** begin DATA **

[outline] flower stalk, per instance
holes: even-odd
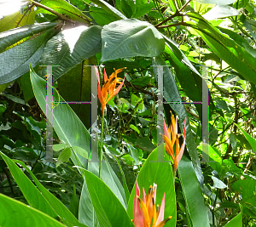
[[[126,68],[125,68],[126,69]],[[105,114],[105,108],[106,105],[108,104],[110,99],[115,96],[119,90],[121,89],[122,86],[124,85],[125,78],[122,80],[122,78],[117,77],[117,74],[121,72],[123,69],[119,69],[117,71],[114,70],[114,72],[113,72],[109,77],[108,78],[106,71],[104,69],[104,84],[102,86],[102,88],[101,88],[101,78],[100,74],[98,71],[98,68],[95,65],[95,71],[97,77],[97,92],[98,92],[98,98],[102,105],[102,131],[101,131],[101,145],[100,145],[100,151],[99,151],[99,156],[100,156],[100,166],[99,166],[99,178],[101,178],[101,172],[102,172],[102,161],[103,157],[103,129],[104,129],[104,114]],[[122,82],[120,82],[122,80]],[[118,88],[116,88],[116,86]]]
[[[183,133],[183,141],[182,145],[179,145],[178,139],[181,136],[181,134],[177,133],[177,117],[176,120],[174,120],[173,115],[171,116],[171,125],[167,128],[167,126],[165,122],[165,118],[163,118],[164,122],[164,132],[165,134],[163,135],[166,145],[165,149],[166,152],[171,156],[173,164],[174,164],[174,171],[173,171],[173,177],[175,177],[175,173],[178,166],[178,162],[180,162],[184,148],[185,148],[185,136],[186,136],[186,121],[187,117],[185,117],[184,120],[184,133]],[[174,145],[176,146],[175,153],[173,151],[174,150]]]
[[[135,227],[162,227],[172,217],[169,216],[164,219],[165,199],[164,194],[161,206],[155,206],[156,187],[154,184],[149,187],[147,195],[144,188],[143,189],[143,199],[140,198],[140,189],[137,182],[136,183],[136,192],[133,202],[133,220]]]

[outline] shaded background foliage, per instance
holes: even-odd
[[[108,75],[113,68],[126,67],[125,87],[108,105],[103,141],[108,162],[102,180],[122,203],[115,204],[127,208],[132,218],[136,177],[140,173],[142,186],[148,187],[150,176],[142,179],[140,170],[158,145],[158,72],[154,65],[165,65],[166,119],[172,111],[181,129],[184,118],[189,119],[186,151],[175,179],[177,225],[255,226],[255,2],[251,0],[23,1],[19,11],[6,13],[0,20],[1,151],[22,161],[80,223],[94,226],[92,217],[94,211],[99,215],[98,207],[91,193],[94,185],[86,185],[96,179],[90,172],[97,175],[98,171],[98,164],[86,161],[90,107],[70,105],[85,128],[66,105],[54,107],[54,121],[61,122],[54,126],[54,158],[58,162],[44,162],[46,68],[42,65],[58,65],[53,67],[55,92],[63,101],[76,102],[90,101],[87,65],[102,64]],[[200,162],[201,105],[194,103],[201,101],[206,69],[212,162]],[[59,99],[55,93],[55,100]],[[75,132],[79,132],[79,139]],[[2,156],[0,193],[40,210],[24,194],[11,162],[6,163]],[[20,163],[18,167],[35,182]],[[165,185],[159,181],[159,186]],[[172,198],[167,201],[175,204]],[[61,213],[58,220],[67,226],[82,224],[71,214],[63,221]],[[116,226],[117,220],[109,217],[103,218],[109,218],[109,226]],[[103,218],[99,220],[102,226]],[[173,220],[166,225],[174,226]]]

** end DATA **

SET TASK: Where in the material does the string "outline" appear? Find every line that contains it and copy each of those lines out in full.

TASK RESPONSE:
[outline] flower stalk, per instance
[outline] shaded background foliage, per instance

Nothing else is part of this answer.